» 選択テキスト:
****************
メリダの考古遺跡群

Archaeological Ensemble of Mérida

  • スペイン
  • 登録年:1993年
  • 登録基準:文化遺産(iii)(iv)
  • 資産面積:30.77ha
  • バッファー・ゾーン:354.82ha
世界遺産「メリダの考古遺跡群」、ミラグラス水道橋
世界遺産「メリダの考古遺跡群」、ミラグラス水道橋 (C) Julio Pesquero
世界遺産「メリダの考古遺跡群」、テアトルム
世界遺産「メリダの考古遺跡群」、テアトルム
世界遺産「メリダの考古遺跡群」、ディアナ神殿
世界遺産「メリダの考古遺跡群」、ディアナ神殿
世界遺産「メリダの考古遺跡群」、グアディアナ川のローマ橋
世界遺産「メリダの考古遺跡群」、グアディアナ川のローマ橋 (C) Ardo Beltz
世界遺産「メリダの考古遺跡群」、アンフィテアトルム
世界遺産「メリダの考古遺跡群」、アンフィテアトルム
世界遺産「メリダの考古遺跡群」、キルクス
世界遺産「メリダの考古遺跡群」、キルクス (C) VonRalph

■世界遺産概要

メリダはスペイン中西部エストレマドゥーラ州バダホス県の都市で、ローマ時代には初代皇帝アウグストゥスの名を取ってエメリタ・アウグスタの名前でローマ属州ヒスパニア・ルシタニアの州都として繁栄した。同種のものでは帝国屈指の大きさを誇るグアディアナ川のローマ橋やキルクス(多目的競技場)、美しいたたずまいで魅せるミラグロス水道橋やテアトルム(ローマ劇場)など、名高いローマ建築の数々を伝えている。

○資産の歴史

グアディアナ川とその支流アルバレガス川に挟まれた三角地帯に位置するメリダは地域の要衝で、旧石器時代から人類の居住の跡があり、巨大なドルメン(支石墓)や洞窟壁画が発見されている。共和政ローマは紀元前2~前1世紀にはイベリア半島東部や南部を支配下に収めていたが、北西部については川や山に阻まれて征服できずにいた。アウグストゥスは紀元前26年に自ら軍を率いて遠征し(カンタブリア戦争)、紀元前25年にポイントとなるグアディアナ川に橋を架けて要塞を建設し、植民都市エメリタ・アウグスタを築いて退役軍人を入植させ、町の基礎を築いた。ラテン語で "emeritus"(エメリタス)は「名誉」を意味し、退役した兵士に敬意を表して命名された。ローマによるイベリア半島征服は紀元前19年に完了した。

エメリタ・アウグスタはイベリア半島西部を縦断するラ・プラタ街道(銀の道)の中心都市として繁栄し、ローマ属州ヒスパニアが北東部のタラコネンシス、南部のバエティカ、西部のルシタニアに3分割されるとルシタニアの州都となった。帝国最大版図を築いたトラヤヌス、帝国各地に名建築を残したハドリアヌスの手によってさらに整備された。
****************
» データ行:
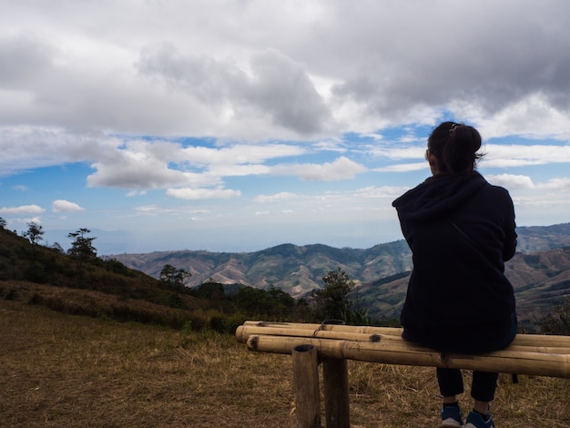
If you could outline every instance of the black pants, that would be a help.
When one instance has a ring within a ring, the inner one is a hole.
[[[493,401],[498,378],[499,373],[473,371],[471,396],[480,402]],[[463,377],[459,369],[437,369],[437,382],[440,385],[440,392],[444,397],[451,397],[463,392]]]
[[[516,315],[513,314],[512,327],[509,333],[494,343],[485,343],[491,350],[504,349],[511,344],[518,329]],[[455,352],[463,353],[466,352],[462,349],[453,350]],[[472,353],[469,350],[466,353]],[[494,392],[497,388],[497,379],[499,373],[489,372],[473,371],[473,382],[471,384],[471,396],[480,402],[491,402],[494,398]],[[437,382],[440,385],[440,392],[444,397],[460,394],[463,392],[463,378],[459,369],[437,369]]]

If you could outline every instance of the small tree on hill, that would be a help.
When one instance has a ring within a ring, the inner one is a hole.
[[[93,246],[93,240],[96,238],[87,238],[86,235],[91,233],[87,228],[82,228],[75,232],[67,235],[67,238],[73,239],[71,248],[67,250],[67,254],[80,260],[91,260],[97,259],[97,251]]]
[[[349,293],[354,288],[354,281],[341,268],[331,270],[323,278],[324,287],[313,290],[312,298],[317,305],[317,313],[322,320],[351,321],[352,305]]]
[[[165,264],[160,270],[160,281],[175,287],[184,286],[184,280],[192,274],[183,269],[177,269],[170,264]]]
[[[541,322],[541,330],[545,334],[570,336],[570,296]]]
[[[44,234],[44,228],[41,225],[37,224],[36,221],[30,221],[27,223],[27,230],[24,232],[24,237],[30,239],[30,242],[33,244],[37,244]]]

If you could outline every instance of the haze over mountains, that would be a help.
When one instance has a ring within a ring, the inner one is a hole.
[[[539,319],[570,294],[570,223],[521,227],[517,233],[517,254],[506,263],[506,272],[517,294],[519,314]],[[112,257],[157,278],[166,264],[187,270],[192,274],[189,287],[212,279],[257,288],[274,285],[294,297],[322,287],[322,277],[341,268],[358,285],[362,306],[382,318],[398,316],[412,269],[404,240],[365,250],[282,244],[255,252],[178,250]]]

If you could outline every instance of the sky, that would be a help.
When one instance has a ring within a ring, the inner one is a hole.
[[[566,0],[0,0],[0,217],[99,255],[370,248],[481,133],[518,226],[570,221]]]

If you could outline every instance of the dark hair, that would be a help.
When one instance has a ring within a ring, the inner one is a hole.
[[[481,148],[481,135],[473,127],[463,123],[443,122],[428,138],[428,151],[438,161],[442,174],[472,171],[483,154]]]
****************
メリダの考古遺跡群についての文章から、「エメリタ・アウグスタはイベリ」から「手によってさらに整備された。」までの部分を一字一句変えずに写してください。

エメリタ・アウグスタはイベリア半島西部を縦断するラ・プラタ街道(銀の道)の中心都市として繁栄し、ローマ属州ヒスパニアが北東部のタラコネンシス、南部のバエティカ、西部のルシタニアに3分割されるとルシタニアの州都となった。帝国最大版図を築いたトラヤヌス、帝国各地に名建築を残したハドリアヌスの手によってさらに整備された。